• _DOCUMENT TEXT_:
I copied my code below for you reference.(one is for testing, the other one is 
for production .)


Attached you will also find a pdf file named Herman..pdf. it only has two 
pages, but by only convert the first page, the best I can do it 7 seconds. that 
would be very slow for web application. If by adding a GPU, the performance 
could get better, I would certainly like to try, just not sure if it's going to 
work.


******************below are testing code running on eclilpse 
platform**************


package com.test;

import org.apache.pdfbox.pdmodel.PDDocument;
import org.apache.pdfbox.rendering.ImageType;
import org.apache.pdfbox.rendering.PDFRenderer;
import org.apache.pdfbox.tools.imageio.ImageIOUtil;

import java.awt.image.BufferedImage;
import java.io.File;
import java.io.IOException;
import org.apache.commons.lang3.time.StopWatch;
import org.apache.commons.lang3.StringUtils;

public class PdfToImage {

      private static final String OUTPUT_DIR = "/Users/someone/Desktop/";

      public static void main(String[] args) throws Exception{

          System.setProperty("sun.java2d.cmm", 
"sun.java2d.cmm.kcms.KcmsServiceProvider");

          StopWatch stopwatch = new StopWatch();

          stopwatch.start();

          try (final PDDocument document = PDDocument.load(new 
File("/Users/someone/Desktop/Herman & hiss - PPHI101201 - FV.pdf"))){
              PDFRenderer pdfRenderer = new PDFRenderer(document);
              pdfRenderer.setSubsamplingAllowed(true);
              //for (int page = 0; page < document.getNumberOfPages(); ++page)

• _RECORD EXCERPTS_:

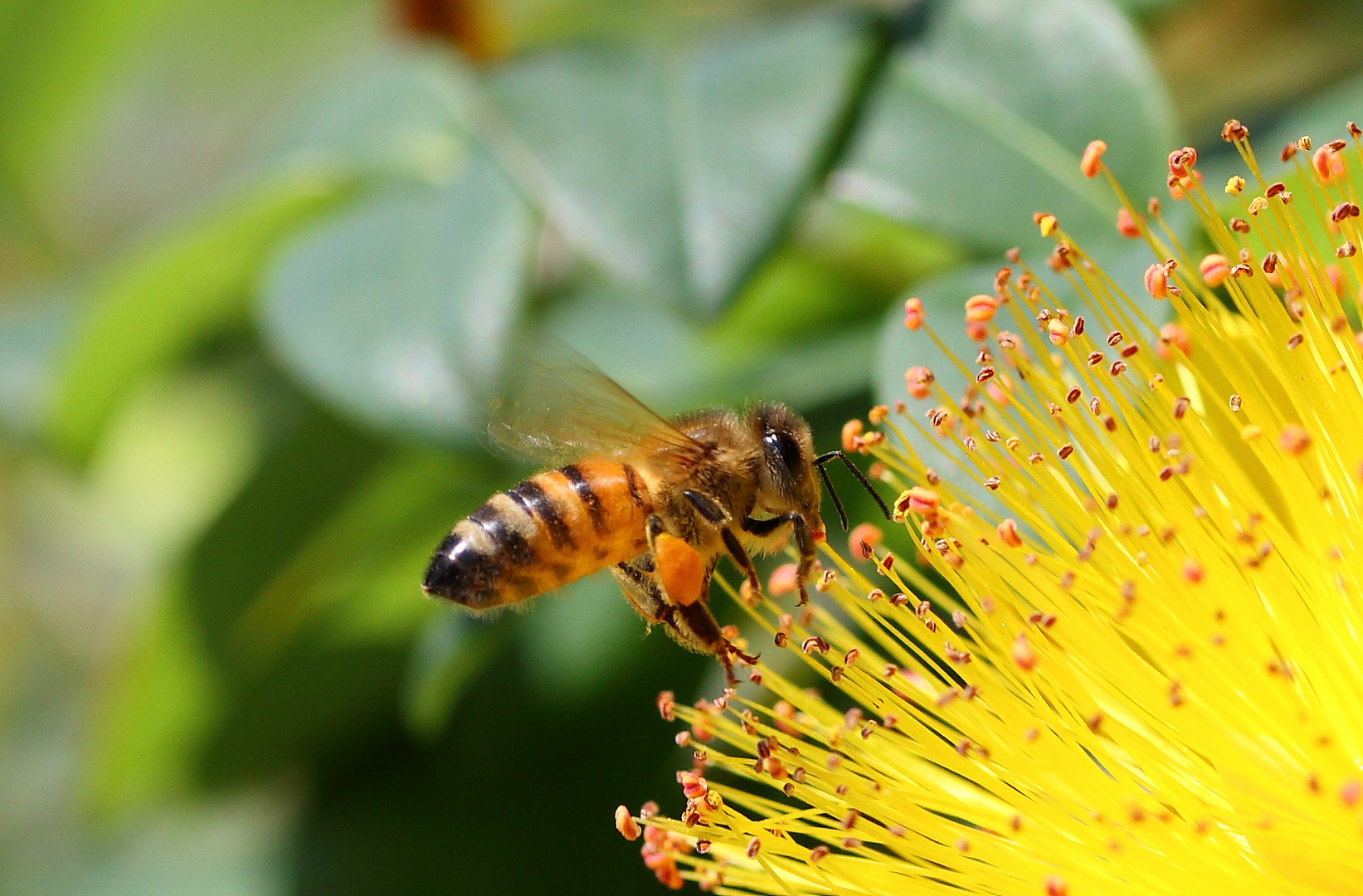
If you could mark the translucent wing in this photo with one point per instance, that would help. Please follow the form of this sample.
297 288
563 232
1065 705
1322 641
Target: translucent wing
559 407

• _EXERCISE TASKS_:
**a)** Answer these about the PDF conversion post:
(i) How many pages does the attached PDF file have?
(ii) When only the first page is converted, what is the best time the writer gets?
(iii) What value is OUTPUT_DIR set to in the code?
**b)** Duplicate word for word the part of the PDF conversion post that opens with the words "StopWatch stopwatch = new" and closes with "< document.getNumberOfPages(); ++page)".

• _RESULTS FOR THE EXERCISE_:
**a)**
(i) Two pages.
(ii) 7 seconds.
(iii) "/Users/someone/Desktop/"

**b)**
StopWatch stopwatch = new StopWatch();

          stopwatch.start();

          try (final PDDocument document = PDDocument.load(new 
File("/Users/someone/Desktop/Herman & hiss - PPHI101201 - FV.pdf"))){
              PDFRenderer pdfRenderer = new PDFRenderer(document);
              pdfRenderer.setSubsamplingAllowed(true);
              //for (int page = 0; page < document.getNumberOfPages(); ++page)